Los Angeles

“32 Americans”

I Gallery, La Jolla

The I Gallery’s inaugural show is impressive­ly rostered. A lot of variety for rooms not overlarge, but unbewilderingly arranged. There are constructions, oils, gouaches, bronzes, lithos, collages, drawings.

Lithographs are by Louise Nevelson, Sam Francis, Diebenkorn, Vicente, Rob­ert Mallary, Yunkers. In a sense all the lithos are successful. That is, the artist says in this medium what he’s said in others. Diebenkorn’s cave girl is the same careless self she was when she was larger and set by the window with brushmarks in her lap. Nevelson pro­jects her complex concern for antiquari­an elegance on to stone, Adja Yunkers, of course, is living in a house he built, and that makes a difference.
- - - - -
- _Requirement_
Return everything in the gallery review from "Los Angeles" down to "lithos, collages, drawings.", word for word. The material that comes after this text has no part in this.

[Saved data entries]
- - - - -
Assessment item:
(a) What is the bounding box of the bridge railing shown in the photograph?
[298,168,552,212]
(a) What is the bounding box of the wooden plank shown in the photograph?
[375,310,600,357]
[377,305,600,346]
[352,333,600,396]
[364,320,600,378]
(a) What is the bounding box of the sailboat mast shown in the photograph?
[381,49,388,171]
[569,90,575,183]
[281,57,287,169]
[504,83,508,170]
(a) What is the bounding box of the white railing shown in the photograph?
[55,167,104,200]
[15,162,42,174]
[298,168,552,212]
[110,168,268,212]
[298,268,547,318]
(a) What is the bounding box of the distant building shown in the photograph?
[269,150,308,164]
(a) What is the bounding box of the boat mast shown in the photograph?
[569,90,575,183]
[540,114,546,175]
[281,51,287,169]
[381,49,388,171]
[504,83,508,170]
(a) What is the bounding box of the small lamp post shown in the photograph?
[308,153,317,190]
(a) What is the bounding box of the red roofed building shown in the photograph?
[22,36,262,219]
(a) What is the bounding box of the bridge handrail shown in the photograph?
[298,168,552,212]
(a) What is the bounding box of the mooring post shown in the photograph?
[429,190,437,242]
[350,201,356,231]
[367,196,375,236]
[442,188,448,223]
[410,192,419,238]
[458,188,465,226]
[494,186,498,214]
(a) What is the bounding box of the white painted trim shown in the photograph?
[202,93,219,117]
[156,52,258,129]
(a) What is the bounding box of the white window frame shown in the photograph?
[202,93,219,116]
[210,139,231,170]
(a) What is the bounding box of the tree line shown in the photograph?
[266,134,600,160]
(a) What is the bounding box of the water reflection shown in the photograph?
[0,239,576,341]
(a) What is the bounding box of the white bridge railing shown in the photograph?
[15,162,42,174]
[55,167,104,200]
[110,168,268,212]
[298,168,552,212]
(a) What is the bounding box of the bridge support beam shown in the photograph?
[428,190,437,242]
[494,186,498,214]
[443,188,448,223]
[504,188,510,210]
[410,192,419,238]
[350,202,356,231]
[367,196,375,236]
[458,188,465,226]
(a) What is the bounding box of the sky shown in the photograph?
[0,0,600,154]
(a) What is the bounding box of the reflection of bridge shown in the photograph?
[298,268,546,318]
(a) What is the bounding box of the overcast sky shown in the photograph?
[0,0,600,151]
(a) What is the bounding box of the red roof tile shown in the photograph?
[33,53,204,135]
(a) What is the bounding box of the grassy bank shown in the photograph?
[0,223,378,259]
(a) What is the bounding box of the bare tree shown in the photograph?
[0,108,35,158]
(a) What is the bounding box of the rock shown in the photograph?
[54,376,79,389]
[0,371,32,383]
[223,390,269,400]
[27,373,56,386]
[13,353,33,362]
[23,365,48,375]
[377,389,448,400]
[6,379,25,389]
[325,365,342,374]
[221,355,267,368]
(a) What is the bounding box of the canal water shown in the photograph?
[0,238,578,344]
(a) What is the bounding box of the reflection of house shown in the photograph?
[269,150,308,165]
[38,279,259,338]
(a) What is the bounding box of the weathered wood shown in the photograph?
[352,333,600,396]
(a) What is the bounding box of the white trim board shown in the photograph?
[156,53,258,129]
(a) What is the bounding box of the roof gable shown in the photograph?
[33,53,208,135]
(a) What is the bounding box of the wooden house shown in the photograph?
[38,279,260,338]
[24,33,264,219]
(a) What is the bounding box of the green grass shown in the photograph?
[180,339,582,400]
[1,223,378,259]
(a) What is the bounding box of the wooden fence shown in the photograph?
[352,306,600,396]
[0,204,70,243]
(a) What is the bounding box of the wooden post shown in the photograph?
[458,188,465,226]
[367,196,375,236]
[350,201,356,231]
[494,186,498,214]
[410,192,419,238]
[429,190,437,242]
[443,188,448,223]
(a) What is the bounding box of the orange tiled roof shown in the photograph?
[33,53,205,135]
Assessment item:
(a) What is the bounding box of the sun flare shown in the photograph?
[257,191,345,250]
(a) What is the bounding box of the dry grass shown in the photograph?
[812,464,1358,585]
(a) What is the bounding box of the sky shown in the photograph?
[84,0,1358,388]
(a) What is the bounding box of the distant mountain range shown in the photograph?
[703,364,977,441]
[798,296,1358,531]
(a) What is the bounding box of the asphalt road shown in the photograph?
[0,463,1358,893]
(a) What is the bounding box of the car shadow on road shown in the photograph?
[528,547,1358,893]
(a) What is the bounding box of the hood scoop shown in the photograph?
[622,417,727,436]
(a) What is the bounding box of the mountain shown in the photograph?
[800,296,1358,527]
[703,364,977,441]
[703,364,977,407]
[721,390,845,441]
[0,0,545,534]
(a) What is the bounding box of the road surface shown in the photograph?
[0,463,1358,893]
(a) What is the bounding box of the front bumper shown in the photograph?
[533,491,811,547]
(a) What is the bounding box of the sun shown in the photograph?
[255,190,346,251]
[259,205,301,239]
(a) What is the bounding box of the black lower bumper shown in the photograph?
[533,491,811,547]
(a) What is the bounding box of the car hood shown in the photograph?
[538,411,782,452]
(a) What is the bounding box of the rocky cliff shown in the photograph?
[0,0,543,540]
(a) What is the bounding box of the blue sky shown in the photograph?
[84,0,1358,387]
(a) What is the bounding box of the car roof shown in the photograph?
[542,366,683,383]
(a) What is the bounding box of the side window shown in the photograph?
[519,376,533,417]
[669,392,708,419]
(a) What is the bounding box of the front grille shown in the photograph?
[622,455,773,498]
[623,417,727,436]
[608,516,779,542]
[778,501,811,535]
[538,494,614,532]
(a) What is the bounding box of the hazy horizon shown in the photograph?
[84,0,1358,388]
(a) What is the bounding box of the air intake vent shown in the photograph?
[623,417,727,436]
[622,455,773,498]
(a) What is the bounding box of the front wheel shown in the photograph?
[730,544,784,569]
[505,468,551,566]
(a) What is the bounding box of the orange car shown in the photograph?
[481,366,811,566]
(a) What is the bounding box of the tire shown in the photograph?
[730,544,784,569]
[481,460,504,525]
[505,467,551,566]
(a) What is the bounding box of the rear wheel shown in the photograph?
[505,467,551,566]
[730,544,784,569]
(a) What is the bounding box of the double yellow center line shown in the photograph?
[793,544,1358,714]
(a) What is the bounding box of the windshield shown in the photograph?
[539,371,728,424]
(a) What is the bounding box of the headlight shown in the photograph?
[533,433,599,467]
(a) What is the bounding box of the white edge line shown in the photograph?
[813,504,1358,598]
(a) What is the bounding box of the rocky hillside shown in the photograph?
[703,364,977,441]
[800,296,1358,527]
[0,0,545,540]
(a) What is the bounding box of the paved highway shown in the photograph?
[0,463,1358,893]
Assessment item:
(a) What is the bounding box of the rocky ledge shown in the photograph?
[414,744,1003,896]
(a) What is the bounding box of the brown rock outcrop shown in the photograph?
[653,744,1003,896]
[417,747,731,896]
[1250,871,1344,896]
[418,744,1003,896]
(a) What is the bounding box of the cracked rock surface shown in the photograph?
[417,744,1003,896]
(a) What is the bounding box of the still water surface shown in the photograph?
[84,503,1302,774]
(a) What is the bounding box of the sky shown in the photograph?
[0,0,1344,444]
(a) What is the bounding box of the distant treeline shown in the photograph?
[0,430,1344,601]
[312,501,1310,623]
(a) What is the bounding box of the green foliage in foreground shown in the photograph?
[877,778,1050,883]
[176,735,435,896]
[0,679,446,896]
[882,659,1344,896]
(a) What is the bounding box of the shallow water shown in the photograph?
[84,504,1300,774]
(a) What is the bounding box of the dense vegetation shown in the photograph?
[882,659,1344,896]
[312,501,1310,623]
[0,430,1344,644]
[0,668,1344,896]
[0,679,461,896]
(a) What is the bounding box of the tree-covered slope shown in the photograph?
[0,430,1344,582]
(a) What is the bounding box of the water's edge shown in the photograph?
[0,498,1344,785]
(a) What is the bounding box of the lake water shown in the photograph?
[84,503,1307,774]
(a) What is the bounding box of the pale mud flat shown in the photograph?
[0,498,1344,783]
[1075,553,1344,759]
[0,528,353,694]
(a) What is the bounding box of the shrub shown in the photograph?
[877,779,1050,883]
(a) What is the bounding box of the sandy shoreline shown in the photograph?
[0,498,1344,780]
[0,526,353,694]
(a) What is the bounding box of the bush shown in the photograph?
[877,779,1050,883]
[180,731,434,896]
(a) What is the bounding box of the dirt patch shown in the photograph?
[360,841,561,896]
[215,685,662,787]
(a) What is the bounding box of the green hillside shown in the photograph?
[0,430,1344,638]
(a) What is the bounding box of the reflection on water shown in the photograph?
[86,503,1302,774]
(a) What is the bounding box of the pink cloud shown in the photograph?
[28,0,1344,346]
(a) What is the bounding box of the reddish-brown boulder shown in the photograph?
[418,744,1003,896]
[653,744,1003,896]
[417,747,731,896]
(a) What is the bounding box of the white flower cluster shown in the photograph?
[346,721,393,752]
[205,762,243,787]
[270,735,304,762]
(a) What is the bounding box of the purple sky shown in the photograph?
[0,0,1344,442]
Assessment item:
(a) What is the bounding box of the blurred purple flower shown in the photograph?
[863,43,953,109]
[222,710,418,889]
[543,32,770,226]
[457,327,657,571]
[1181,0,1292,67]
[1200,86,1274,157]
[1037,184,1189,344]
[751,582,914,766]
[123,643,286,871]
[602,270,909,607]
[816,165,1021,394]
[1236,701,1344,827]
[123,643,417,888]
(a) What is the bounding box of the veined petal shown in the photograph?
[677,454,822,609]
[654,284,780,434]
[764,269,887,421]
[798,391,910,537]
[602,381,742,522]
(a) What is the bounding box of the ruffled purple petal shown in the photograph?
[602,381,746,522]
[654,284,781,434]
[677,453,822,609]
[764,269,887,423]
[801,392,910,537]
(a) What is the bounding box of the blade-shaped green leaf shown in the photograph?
- - - - -
- _Solution to this exercise_
Los Angeles

“32 Americans”

I Gallery, La Jolla

The I Gallery’s inaugural show is impressive­ly rostered. A lot of variety for rooms not overlarge, but unbewilderingly arranged. There are constructions, oils, gouaches, bronzes, lithos, collages, drawings.